» **Source excerpt**

________________________________________

You see, Rep. Bridenstine was apparently absent that day in middle school civics when the teacher talked about checks and balances, because his worldview seems to give Congress near carte blanche to do what it wants so long as Congress thinks its actions are constitutional.

Look, I’m not saying that the Supreme Court always gets it right or that I always agree with the Supreme Court (Bush v. Gore, anybody?). But whether we agree or not, whether the Supreme Court is “right” or not, its decisions are, in fact, the law of the land and do, in fact, determine whether statutes are or are not constitutional. Rep. Bridenstine may not like Obamacare, he may think that the mandate is unconstitutional, but the Supreme Court has ruled and the constitutionality of the mandate is no longer in question. If he doesn’t like the law, he can certainly try to change it (the House GOP has already voted to repeal it 39 times…), but working to repeal a law that you don’t like is vastly different than finding the law to be unconstitutional or suggesting that it isn’t really the law of the land.

I also want to address one other allegation Rep. Bridenstine makes:

And the left in this country has done an extraordinary job of stacking the courts in their favor.

________________________________________

» **Data excerpts**

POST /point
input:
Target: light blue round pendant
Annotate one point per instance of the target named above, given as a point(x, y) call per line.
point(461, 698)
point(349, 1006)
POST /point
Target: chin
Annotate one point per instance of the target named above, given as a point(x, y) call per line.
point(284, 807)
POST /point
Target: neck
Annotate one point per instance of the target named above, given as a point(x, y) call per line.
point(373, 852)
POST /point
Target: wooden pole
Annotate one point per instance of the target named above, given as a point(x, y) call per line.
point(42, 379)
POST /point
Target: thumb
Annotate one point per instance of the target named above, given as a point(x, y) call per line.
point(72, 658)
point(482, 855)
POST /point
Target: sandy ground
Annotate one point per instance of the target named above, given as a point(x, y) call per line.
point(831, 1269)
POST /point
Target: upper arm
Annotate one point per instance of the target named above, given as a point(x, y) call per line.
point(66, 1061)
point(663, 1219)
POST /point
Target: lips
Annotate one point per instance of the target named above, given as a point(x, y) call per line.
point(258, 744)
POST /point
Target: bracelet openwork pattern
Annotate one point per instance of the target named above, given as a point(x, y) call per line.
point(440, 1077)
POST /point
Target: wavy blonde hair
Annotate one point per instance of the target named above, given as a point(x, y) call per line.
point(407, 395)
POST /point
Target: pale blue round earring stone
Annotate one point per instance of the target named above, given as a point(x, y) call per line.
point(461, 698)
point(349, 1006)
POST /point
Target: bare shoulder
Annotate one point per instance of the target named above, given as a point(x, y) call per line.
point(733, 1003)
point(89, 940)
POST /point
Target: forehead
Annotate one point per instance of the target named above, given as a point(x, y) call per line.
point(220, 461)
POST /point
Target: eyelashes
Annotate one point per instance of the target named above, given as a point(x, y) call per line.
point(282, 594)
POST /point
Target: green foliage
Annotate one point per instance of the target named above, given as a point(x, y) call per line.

________________________________________

» **Stated task**
Please extend the commentary on Rep. Bridenstine and the Supreme Court, picking up after its last sentence.

» **Exercise response**
Again, recall that his criticism is the current Supreme Court’s decision regarding Obamacare. So, has “the left” stacked the Supreme Court? Well, only if you count either President Reagan, President George H.W. Bush, or President George W. Bush as a part of “the left”. 5 of the 9 justices (a majority, you’ll note) were appointed by those three Republican Presidents. Moreover, at present, Republicans still hold a narrow majority of all federal judicial appointments (5-4 on the Supreme Court, 82-81 on the Courts of Appeal; I don’t have current numbers for District Court judges, but as of late 2010, Republican appointees still held approximately 59% of federal benches). So the idea that “the left” has stacked the courts is simply and demonstrably false. But then we have to remember that Rep. Bridenstine is a Republican, so facts are optional for his worldview and understanding of history and reality. It’s also worth noting that if Senate Republicans hadn’t delayed consideration of President Obama’s judicial nominations, the percentages might be closer still.

You might wonder why the woman interviewing Rep. Bridenstine didn’t correct some of his misunderstandings of facts. Perhaps she doesn’t know. Then again, one would think that a woman who has played prominent roles in Republican policy endeavors (as founder and president of Liberty Central and head of Liberty Consulting) would have some basic understanding of some of these ideas and concepts. And given that she is married to a Supreme Court Justice who was appointed more than 22 years ago, one might think that she would have at least an inkling of how the court works. But I guess Justice Thomas has never explained how the Courts work to his wife Ginni. Such a shame.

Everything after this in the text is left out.